Una contrapposizione punk, hardcore, eversiva, alla dittatura gentile, che come ci dovrebbe ormai essere chiaro, di gentile ha solo le apparenze, la piega dei capelli, la barba ben fatta, Giovanni, un linguaggio forbito da avvocato di Foggia, l’aria da imbonitore di chi vende materassi nelle televendite della fascia pomeridiana della televisione commerciale.

Siccome, però, sono uno scrittore, e mi abbandono come ogni scrittore alle mie visioni, ma sono anche un critico musicale, e i critici musicali analizzano la musica, non si lasciano sempre andare a suggestioni e pensieri non facilmente decodificabili nell’immediato, se mai ci fosse qualcuna o qualcuno disposto a incarnare la mia visione di una versione nostrana delle Pussy Riot pronte a reclamare un ritorno alla democrazia, sto viaggiando per paradossi, suggerirei, gentilmente, io gentilmente davvero, non impongo nulla perché nulla voglio imporre e perché nulla posso imporre, suggerirei gentilmente che la musica fosse un po’ meno dozzinale di quella delle Pussy Riot, performativamente e teoricamente gigantesche, un po’ meno quando si va a analizzare il loro scarno repertorio, perché è vero che il punk è prevalentemente istinto selvaggio, ma è anche vero che il punk oggi deve per forza anche essere altro, sul pianeta Terra da qualcosa come quasi cinquant’anni.

Penso piuttosto a quanto hanno fatto in America, prima con i Bush e poi con Trump, i Rage Against the Machine e la loro versione aggiornata che rispondeva al nome di Prophets of the Rage, con i tre quarti senza Zack de La Rocha dei Rage Against the Machine, vedi Tom Morello, Tim Commerford e Brad Wilk, accompagnati da Chuck D e Dj Lord dei Public Enemy e B-Real dei Cypress Hill.

### Materiale fornito:
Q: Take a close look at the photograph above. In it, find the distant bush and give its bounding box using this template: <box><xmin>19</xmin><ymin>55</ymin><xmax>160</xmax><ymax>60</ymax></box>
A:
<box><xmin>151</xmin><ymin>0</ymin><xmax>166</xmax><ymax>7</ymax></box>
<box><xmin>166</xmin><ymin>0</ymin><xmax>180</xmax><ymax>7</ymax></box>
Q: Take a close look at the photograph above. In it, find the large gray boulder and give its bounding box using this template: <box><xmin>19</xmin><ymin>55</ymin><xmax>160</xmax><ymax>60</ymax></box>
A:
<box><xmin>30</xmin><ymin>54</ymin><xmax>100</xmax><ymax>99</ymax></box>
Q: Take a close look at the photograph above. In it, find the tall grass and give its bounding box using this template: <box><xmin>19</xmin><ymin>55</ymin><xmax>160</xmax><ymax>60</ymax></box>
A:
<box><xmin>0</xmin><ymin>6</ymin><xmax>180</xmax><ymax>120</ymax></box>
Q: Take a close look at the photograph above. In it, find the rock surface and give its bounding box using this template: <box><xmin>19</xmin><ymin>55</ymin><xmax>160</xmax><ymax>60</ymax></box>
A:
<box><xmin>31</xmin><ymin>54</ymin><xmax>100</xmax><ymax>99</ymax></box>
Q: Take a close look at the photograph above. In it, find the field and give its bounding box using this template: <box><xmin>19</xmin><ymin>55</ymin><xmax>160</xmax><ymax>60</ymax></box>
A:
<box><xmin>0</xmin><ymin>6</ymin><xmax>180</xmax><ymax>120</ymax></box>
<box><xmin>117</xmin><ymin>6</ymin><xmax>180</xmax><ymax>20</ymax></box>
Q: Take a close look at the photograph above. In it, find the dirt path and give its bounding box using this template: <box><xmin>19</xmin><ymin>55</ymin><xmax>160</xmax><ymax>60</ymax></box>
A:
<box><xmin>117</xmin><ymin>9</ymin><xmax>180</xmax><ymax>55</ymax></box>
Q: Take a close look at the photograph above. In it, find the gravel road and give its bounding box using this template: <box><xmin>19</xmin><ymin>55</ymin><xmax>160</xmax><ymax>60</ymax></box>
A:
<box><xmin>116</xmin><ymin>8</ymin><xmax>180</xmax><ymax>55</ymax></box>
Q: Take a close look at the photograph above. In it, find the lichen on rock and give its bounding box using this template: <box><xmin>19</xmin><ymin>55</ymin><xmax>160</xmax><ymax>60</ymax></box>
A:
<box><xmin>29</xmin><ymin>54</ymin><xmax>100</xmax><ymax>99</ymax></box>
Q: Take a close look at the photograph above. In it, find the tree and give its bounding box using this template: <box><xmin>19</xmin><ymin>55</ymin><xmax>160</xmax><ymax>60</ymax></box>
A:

### Consegna:
Puoi continuare il testo sul punk come forma di protesta politica, riprendendo subito dopo l'ultima frase riportata? Il materiale è indipendente dal testo e va considerato a parte.

### Risposta:
Musica meticcia, tra hardcore e new metal, passando per rap, funk e il cosiddetto crossover, forse avrei dovuto dire direttamente crossover, ma siamo lontani dagli anni dei Limp Bizkit, mi andava di specificare, musica meticcia capace di veicolare testi sagaci di protesta, colti e immediati al tempo stesso, veri e propri manifesti politici anti sovranisti, sferzanti come i riff di chitarra che li accompagnano.

I Prophets of Rage, dicevo, una band, quest’ultima, nata proprio durante la campagna elettorale di Trump, i concerti tenuti su un camion in giro per le città che il magnate ora presidente degli USA toccava, in giro la nazione, durante la campagna elettorale, e che poi hanno dato vita a veri e propri tour e a una vera e propria discografia nel momento in cui quella campagna si è conclusa e Donald Trump quelle elezioni le ha vinte, diventando in qualche maniera il capo del mondo.

È noto come Tom Morello, grande chitarrista, uno dei migliori della mia generazione, senza ombra di dubbio, abbia zittito un fan di Trump che lo redarguiva sui social con un commento piccato, “Ecco che un altro musicista di successo diventa istantaneamente un esperto di politica”, lui lì a rispondere dicendo: “Non serve essere laureato con lode in Scienze Politiche all’Università di Harvard per rendersi conto della natura disumana e senza etica di questa amministrazione, ma il caso vuole che io sia laureato con lode in Scienze Politiche all’Università di Harvard, quindi posso confermartelo”, per dire la natura intellettuale di un progetto come Prophets of Rage, quello che ambirei trovare anche nella nostra terra.

Una band, i Prophets of Rage, che, terminato questo iter dichiaratamente politico, ancor più che musicale, si è infine sciolta e dalle cui ceneri è tornata a ardere l’originaria formazione dei Rage Against the Machine, con Zack de La Rocha tornato alla musica dopo anni e anni, Morello aveva già dato vita con gli altri e il compianto Chris Cornell agli Audioslave, oltre che aver collaborato con Sprignsteen e aver dato vita a tanti altri progetti paralleli, Rage Against the Machine per altro attesi non poco ferventemente dal sottoscritto anche in Italia proprio nella prossima estate, quella che presumibilmente verrà ricordata come l’estate senza musica, se non, ma mi auguro proprio di no, visione sbagliata come il Negroni, come la prima estate senza musica, anno zero di una nuova epoca di segregazione e di divide et impera 2.0.

Sono uno scrittore, inseguo le mie visioni, a volte mi lascio andare anche a sogni a occhi aperti, come oggi. Voi datemi le Pussy Riot italiane o i Rage Against the Machine italiani, vi prego, ho bisogno di qualcosa cui aggrapparmi.